(Point localization data)
⟨

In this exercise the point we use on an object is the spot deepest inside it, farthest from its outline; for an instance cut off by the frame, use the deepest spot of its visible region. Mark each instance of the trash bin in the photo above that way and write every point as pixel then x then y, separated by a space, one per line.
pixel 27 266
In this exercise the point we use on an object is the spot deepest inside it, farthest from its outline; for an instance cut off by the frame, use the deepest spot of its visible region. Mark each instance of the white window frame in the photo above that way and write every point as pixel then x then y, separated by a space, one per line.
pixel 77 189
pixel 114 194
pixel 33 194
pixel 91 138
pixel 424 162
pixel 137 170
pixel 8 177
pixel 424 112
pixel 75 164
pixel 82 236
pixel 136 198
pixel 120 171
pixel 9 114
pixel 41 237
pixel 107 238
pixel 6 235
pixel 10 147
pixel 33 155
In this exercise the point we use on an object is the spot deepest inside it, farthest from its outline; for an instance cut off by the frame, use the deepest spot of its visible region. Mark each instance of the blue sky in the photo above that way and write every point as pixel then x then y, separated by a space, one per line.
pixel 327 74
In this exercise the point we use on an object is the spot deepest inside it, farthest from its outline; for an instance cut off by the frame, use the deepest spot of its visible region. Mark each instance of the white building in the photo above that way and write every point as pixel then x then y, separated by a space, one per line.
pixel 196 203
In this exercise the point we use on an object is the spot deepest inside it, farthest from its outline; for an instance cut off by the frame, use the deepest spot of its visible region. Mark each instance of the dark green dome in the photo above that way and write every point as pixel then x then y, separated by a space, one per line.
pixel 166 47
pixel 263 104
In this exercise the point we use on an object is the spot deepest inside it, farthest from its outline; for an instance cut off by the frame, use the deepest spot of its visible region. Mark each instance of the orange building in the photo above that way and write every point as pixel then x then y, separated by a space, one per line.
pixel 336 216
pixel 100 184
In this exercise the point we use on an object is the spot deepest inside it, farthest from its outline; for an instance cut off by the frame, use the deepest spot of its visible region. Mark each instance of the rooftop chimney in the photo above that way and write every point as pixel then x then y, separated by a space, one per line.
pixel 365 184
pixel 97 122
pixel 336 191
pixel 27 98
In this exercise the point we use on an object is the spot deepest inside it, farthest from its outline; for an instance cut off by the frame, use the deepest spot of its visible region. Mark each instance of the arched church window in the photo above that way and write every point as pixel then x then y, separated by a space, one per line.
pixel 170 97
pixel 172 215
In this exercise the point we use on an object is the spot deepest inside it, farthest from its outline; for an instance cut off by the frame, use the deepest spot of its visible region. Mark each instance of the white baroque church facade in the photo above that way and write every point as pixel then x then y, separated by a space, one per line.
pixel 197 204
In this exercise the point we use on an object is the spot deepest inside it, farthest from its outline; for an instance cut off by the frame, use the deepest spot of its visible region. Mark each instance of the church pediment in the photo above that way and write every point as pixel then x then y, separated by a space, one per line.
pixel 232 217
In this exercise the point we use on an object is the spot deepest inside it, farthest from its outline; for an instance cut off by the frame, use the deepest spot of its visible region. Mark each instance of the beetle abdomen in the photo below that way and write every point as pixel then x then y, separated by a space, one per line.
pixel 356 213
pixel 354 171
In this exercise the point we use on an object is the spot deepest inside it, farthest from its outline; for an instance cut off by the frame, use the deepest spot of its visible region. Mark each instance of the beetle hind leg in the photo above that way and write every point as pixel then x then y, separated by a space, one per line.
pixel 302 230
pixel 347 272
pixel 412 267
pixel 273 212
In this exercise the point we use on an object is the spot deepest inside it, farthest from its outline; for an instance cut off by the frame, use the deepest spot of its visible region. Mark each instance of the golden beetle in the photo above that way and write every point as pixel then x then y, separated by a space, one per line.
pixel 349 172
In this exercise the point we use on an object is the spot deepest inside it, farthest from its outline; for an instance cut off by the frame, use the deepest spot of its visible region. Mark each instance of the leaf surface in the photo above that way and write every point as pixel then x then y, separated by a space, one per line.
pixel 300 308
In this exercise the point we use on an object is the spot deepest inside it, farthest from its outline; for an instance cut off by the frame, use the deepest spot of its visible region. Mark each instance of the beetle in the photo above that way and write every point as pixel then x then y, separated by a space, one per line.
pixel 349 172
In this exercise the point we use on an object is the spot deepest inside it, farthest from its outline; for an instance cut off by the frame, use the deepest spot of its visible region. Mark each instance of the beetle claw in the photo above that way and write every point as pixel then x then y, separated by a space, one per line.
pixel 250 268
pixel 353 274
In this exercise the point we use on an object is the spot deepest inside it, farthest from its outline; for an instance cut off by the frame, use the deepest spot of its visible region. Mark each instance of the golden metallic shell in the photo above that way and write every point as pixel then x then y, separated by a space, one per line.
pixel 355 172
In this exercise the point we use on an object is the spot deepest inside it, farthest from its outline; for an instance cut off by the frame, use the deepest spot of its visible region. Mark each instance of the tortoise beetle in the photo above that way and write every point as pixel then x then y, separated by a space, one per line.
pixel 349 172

⟩

ACTIVITY: Exactly as written above, please repeat the entries.

ANSWER:
In this exercise the point we use on an object is the spot deepest inside it, farthest from its outline; for an instance cut off by the frame, use the deepest spot of its visible region. Mark each instance of the trash bin in the photo above that way and write every point as pixel then x then y, separated by a space, one per line.
pixel 27 266
In this exercise the point we use on an object is the spot deepest inside it, farthest from its outline; for an instance cut off by the frame, use the deepest spot of its visible region. Mark each instance of the white window frame in the photo above that way and write every point as pixel then x then y, separated by a space, one per line.
pixel 77 189
pixel 114 194
pixel 33 194
pixel 91 138
pixel 424 162
pixel 137 170
pixel 8 177
pixel 424 112
pixel 75 164
pixel 82 236
pixel 136 198
pixel 120 171
pixel 9 114
pixel 41 237
pixel 107 238
pixel 6 235
pixel 10 147
pixel 33 155
In this exercise the point we use on an object is the spot deepest inside it, farthest from its outline; for an instance cut off by the frame, use the deepest spot of its visible region. Mark each instance of the blue sky in the photo above that way and write every point as pixel then x then y, separated by a space, one per line.
pixel 327 74
In this exercise the point we use on an object is the spot deepest inside it, farthest from its outline; for an instance cut off by the frame, use the deepest spot of its visible region. Mark each instance of the white building in the photo above that way and write every point as pixel then x then y, separated by a space, one per line.
pixel 196 203
In this exercise the point we use on an object is the spot deepest inside it, farthest from its outline; for an instance cut off by the frame, use the deepest spot of its visible region. Mark each instance of the dark green dome in the photo above that way and write every point as pixel then x then y, separated by a space, one per line.
pixel 166 47
pixel 263 104
In this exercise the point we use on an object is the spot deepest inside it, farthest from its outline; for an instance cut off by the frame, use the deepest spot of its visible region. Mark each instance of the orange building in the photo above that way and write every point as pixel then x then y, separated by a space, one per line.
pixel 336 216
pixel 100 184
In this exercise the point we use on an object is the spot deepest inside it, farthest from its outline; for an instance cut off by the frame, use the deepest spot of its visible region. Mark each instance of the rooftop chimney in the photo above that way and write every point as pixel then x then y, separated by a space, one per line.
pixel 365 184
pixel 97 122
pixel 336 191
pixel 27 98
In this exercise the point we use on an object is the spot deepest inside it, farthest from its outline; for an instance cut off by the frame, use the deepest spot of its visible region. Mark each instance of the arched church window in the photo above that way and write every point as pixel then x then y, separated by a space, one per line.
pixel 170 97
pixel 172 215
In this exercise the point we use on an object is the spot deepest inside it, farthest from its outline; for an instance cut off by the frame, use the deepest spot of its visible region. Mark each instance of the white baroque church facade in the photo above that way and write every point as pixel then x then y, separated by a space, one per line.
pixel 197 204
In this exercise the point we use on an object is the spot deepest inside it, farthest from its outline; for an instance cut off by the frame, use the deepest spot of its visible region. Mark each instance of the church pediment in the photo above that way and write every point as pixel then x then y, separated by a space, one per line.
pixel 232 217
In this exercise the point we use on an object is the spot deepest inside it, farthest from its outline; for an instance cut off by the frame, use the deepest spot of its visible region. Mark each instance of the beetle abdomen in the photo below that way and write every point as pixel then x then y, separated by a space, one per line.
pixel 356 213
pixel 354 171
In this exercise the point we use on an object is the spot deepest inside it, farthest from its outline; for an instance cut off by the frame, use the deepest spot of its visible region. Mark each instance of the beetle hind leg in the photo above that way and write every point as pixel then x then y, separated by a space, one per line.
pixel 302 230
pixel 347 272
pixel 412 267
pixel 273 212
In this exercise the point we use on an object is the spot deepest inside it, farthest from its outline; for an instance cut off by the frame, use the deepest spot of its visible region. Mark each instance of the golden beetle in the photo above that way and write every point as pixel then x then y, separated by a space, one per line.
pixel 349 172
In this exercise the point we use on an object is the spot deepest inside it, farthest from its outline; for an instance cut off by the frame, use the deepest spot of its visible region. Mark each instance of the leaf surface in the photo above that way and write every point as pixel then x then y, separated by a space, one per line.
pixel 300 308
In this exercise the point we use on an object is the spot deepest inside it, farthest from its outline; for an instance cut off by the frame, use the deepest spot of its visible region. Mark each instance of the beetle in the photo above that way and write every point as pixel then x then y, separated by a space, one per line.
pixel 349 172
In this exercise the point we use on an object is the spot deepest inside it, farthest from its outline; for an instance cut off by the frame, use the deepest spot of its visible region. Mark each instance of the beetle claw in the photo above that way and write every point as pixel then x then y, separated by a space, one per line.
pixel 250 268
pixel 353 274
In this exercise the point we use on an object is the spot deepest inside it, farthest from its outline; for an instance cut off by the frame, use the deepest spot of its visible region. Mark each instance of the golden metallic shell in the photo above that way and write every point as pixel then x then y, separated by a space, one per line.
pixel 355 172
In this exercise the point we use on an object is the spot deepest inside it, farthest from its outline; for an instance cut off by the frame, use the deepest spot of its visible region. Mark each instance of the tortoise beetle in the photo above that way and write every point as pixel then x then y, separated by a space, one per line.
pixel 349 172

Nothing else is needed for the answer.